begin Given entries
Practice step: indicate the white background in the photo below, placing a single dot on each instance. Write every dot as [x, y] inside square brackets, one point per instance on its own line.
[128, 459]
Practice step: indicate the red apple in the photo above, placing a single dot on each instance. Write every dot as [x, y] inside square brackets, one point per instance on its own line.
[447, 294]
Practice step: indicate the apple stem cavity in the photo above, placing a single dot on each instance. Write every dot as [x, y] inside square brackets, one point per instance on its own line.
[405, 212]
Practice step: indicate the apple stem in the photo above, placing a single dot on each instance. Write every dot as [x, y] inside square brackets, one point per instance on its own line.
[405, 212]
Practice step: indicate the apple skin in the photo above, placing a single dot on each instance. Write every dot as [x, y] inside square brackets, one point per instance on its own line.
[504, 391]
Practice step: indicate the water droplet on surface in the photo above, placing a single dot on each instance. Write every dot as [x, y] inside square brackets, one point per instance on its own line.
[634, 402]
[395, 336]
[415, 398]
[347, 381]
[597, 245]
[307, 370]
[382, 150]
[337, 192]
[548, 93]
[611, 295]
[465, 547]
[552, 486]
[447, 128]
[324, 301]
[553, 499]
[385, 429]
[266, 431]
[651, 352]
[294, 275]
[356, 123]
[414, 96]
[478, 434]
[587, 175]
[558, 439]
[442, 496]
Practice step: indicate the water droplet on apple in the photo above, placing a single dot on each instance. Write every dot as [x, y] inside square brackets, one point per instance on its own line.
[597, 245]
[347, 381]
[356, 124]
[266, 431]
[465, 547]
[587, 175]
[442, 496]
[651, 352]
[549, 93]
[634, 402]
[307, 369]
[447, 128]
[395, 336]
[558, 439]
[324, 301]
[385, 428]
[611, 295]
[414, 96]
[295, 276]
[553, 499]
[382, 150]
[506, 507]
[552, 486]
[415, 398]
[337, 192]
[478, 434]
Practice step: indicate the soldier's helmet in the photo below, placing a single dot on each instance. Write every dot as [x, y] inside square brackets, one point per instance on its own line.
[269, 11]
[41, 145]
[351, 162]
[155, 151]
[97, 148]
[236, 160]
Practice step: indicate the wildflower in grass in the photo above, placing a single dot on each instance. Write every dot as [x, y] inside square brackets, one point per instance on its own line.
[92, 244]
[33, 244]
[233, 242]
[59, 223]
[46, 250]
end Given entries
◆ Problem details
Copy the listing above word for word, from the first line to the last.

◆ Expected answer
Practice step: indicate the white background in the photo below, placing a single dot on each instance. Write every dot as [x, y] inside square brackets, one point per instance on its own line.
[128, 459]
Practice step: indicate the red apple in the photo above, placing a single dot on each instance. Write every dot as [x, y] inside square brackets, one point per instance on its own line.
[447, 294]
Practice step: indicate the apple stem cavity in the photo above, placing a single dot on each instance. Write every dot as [x, y] inside square brackets, one point per instance on its own line.
[405, 212]
Practice step: indicate the apple stem in the photo above, placing a single dot on each instance. Write every dot as [x, y] inside square brackets, one point per instance on its own line.
[405, 212]
Practice step: indicate the apple skin in the photo above, placing a single dot on each instance. Write every dot as [x, y] inside square brackets, one point per instance on its own line.
[504, 391]
Practice step: indicate the water droplet on surface in the photo above, placing a single dot on each instance. Write every dot as [x, y] inside square brackets, one point per instance on its own line.
[634, 402]
[395, 336]
[415, 398]
[347, 381]
[597, 245]
[307, 370]
[382, 150]
[337, 192]
[548, 93]
[611, 295]
[465, 547]
[552, 486]
[447, 128]
[324, 301]
[553, 499]
[385, 429]
[266, 431]
[651, 352]
[294, 275]
[356, 123]
[414, 96]
[478, 434]
[587, 175]
[558, 439]
[442, 496]
Practice step: indicate the water droplet on apple in the photo above, placing a single dot on each instance. Write every dot as [x, y] inside square brackets, one point per instance on its own line.
[597, 245]
[347, 381]
[356, 124]
[266, 431]
[465, 547]
[587, 175]
[442, 496]
[651, 352]
[549, 93]
[634, 402]
[307, 369]
[447, 128]
[395, 336]
[558, 439]
[324, 301]
[385, 428]
[611, 295]
[414, 96]
[295, 276]
[553, 499]
[382, 150]
[506, 507]
[552, 486]
[415, 398]
[337, 192]
[478, 434]
Practice step: indicate the soldier's helmet in the photo below, placing a single dot on each instance. Write every dot as [x, y] inside square brackets, one point per instance on its own line.
[269, 11]
[41, 145]
[351, 162]
[155, 151]
[97, 148]
[236, 160]
Practice step: indicate the wildflower in grass in the photo above, placing a single dot on each instance. Write every dot as [x, y] inside square brackets, one point per instance on its own line.
[92, 244]
[33, 244]
[233, 242]
[59, 223]
[46, 250]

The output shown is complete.